_REQUIRED TASKS_
[1] Based on the passage about Burnes, decide whether each statement agrees with it: (a) Pottinger wrote to Charles Metcalfe on 15 April 1837. (b) Burnes enjoyed the hunting expedition with the Amirs. (c) Pottinger claimed Karachi was taken from the Khan of Kelat in 1795. Answer yes or no for each and quote the deciding words.
[2] In the passage about Burnes, on what date did Burnes have his audience of dismissal from Amir Nur Mahommed Khan?
[3] Continue the passage about Burnes from its last sentence.
─── PROVIDED TEXT
Burnes not only faced a war ahead of him, but also sniping from the rear. Pottinger used his longer experience to discredit Burnes’ reports. On 15 April 1837, he wrote to Charles Metcalfe:
I have nothing to do with Capt. Burnes’ reports other than to pass them on […] I have seen enough of them to satisfy me that his information is incorrect. He asserts in one of them that Karachee had been […] ‘for ages’ the sea port of Scinde and dwells on the ‘beaten path’ thence to Tattah as the desirable one for a passage – so far from this being the case, Karachee was only taken from the Khan of Kelat (Beloochistan) by the present Emirs in 1795 […]6
Pottinger was being pedantic;7 Burnes’ point was simply that Karachi would be the best site to develop a commercial port. Today one of the busiest areas of Karachi is Burnes Road.8
After leaving Haidarabad Burnes started to encounter discipline problems with his growing party,. Some of their servants got drunk and robbed and beat a shopkeeper, and he noted ‘we have had great difficulty in keeping our people in order & a scuffle followed by abuse left me no remedy but to sober the offenders by cold water and a few stripes which latter I abhor as a punishment.’9 As the Amirs were relaxed about it, Wood was detached to spend his time surveying the river. Burnes was now travelling up river with the Amirs, who were on a hunting expedition. The hunting consisted of shooting from hides at penned animals driven towards them. Burnes found it very dull: ‘The weather seems to have no influence on the Ameer – it rains – it blows – he goes to hunt notwithstanding – his passion seems almost a disease.’ After enduring a fortnight of this, they finally had an audience of dismissal from Amir Nur Mahommed Khan at Nasri on 16 February 1837.
──────
─── DATA EXTRACT
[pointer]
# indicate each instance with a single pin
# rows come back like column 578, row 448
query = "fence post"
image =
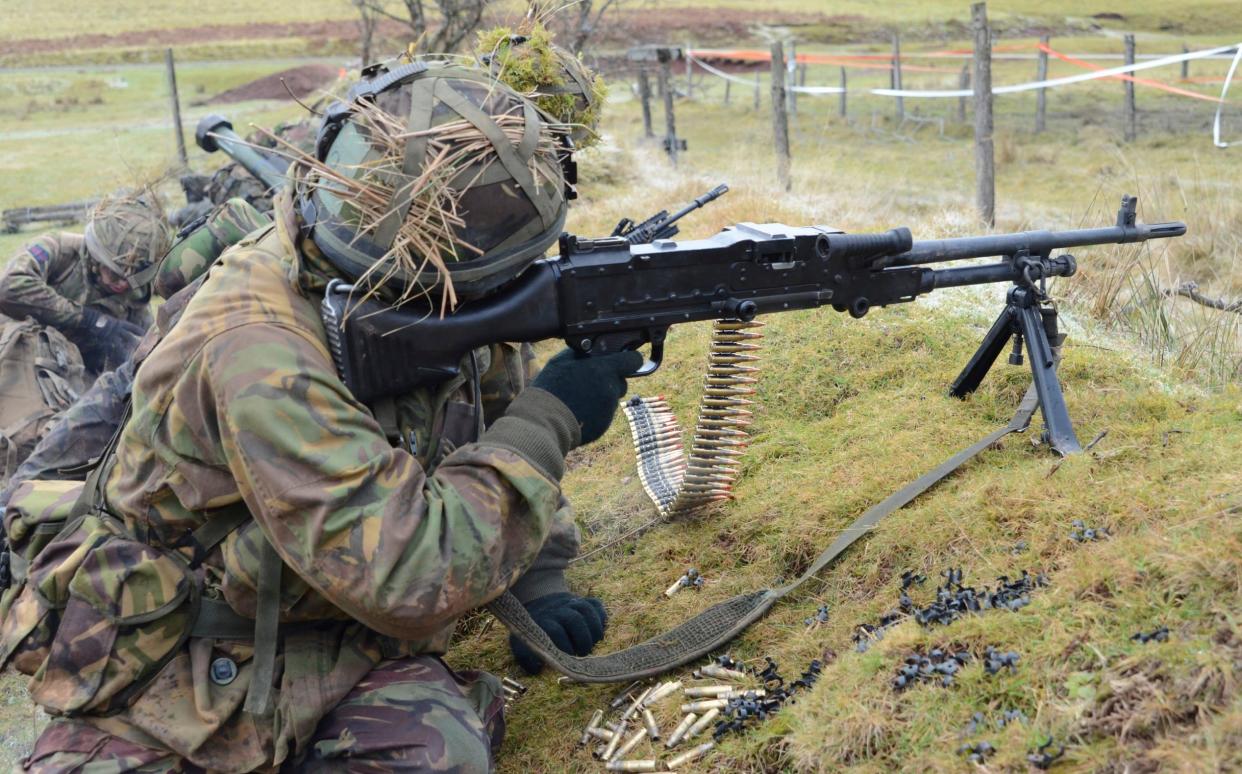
──────
_LIST OF ANSWERS_
[1]
(a) Yes: "On 15 April 1837, he wrote to Charles Metcalfe"
(b) No: "Burnes found it very dull"
(c) Yes: "Karachee was only taken from the Khan of Kelat (Beloochistan) by the present Emirs in 1795"

[2] 16 February 1837

[3]
Burnes declared the meeting ‘shewed the Ameer in a light truly favourable’. He fully supported British proposals for Indus commerce, and said he would send a vakeel (advocate) to the meeting at Mithankot. Moreover, he stated that he understood that the recent agreement co
ncluded with Henry Pottinger meant the British would be taking control of the country. He stated his trust that the Amirs would receive the kind of ‘munificent treatment’ accorded the Emperor at Delhi.10 They were to be greatly disappointed.
On 25 February the party were sent a present of cooked fowl by a local Sayyid. Burnes found the bird’s feet unusual, and sent out bearers to capture some live specimens to be recorded.11 He bemoaned in his diary the absence of a qualified naturalist on the expedition, but himself catalogued the longtailed grass warbler, Prinia or Laticilla Burnesii, among hundreds of samples sent back.
Burnes had received letters of welcome from his friend Rustam Khan of Khairpur, and as promised a fleet of vessels awaited his mission at the frontier when they arrived on 1 March.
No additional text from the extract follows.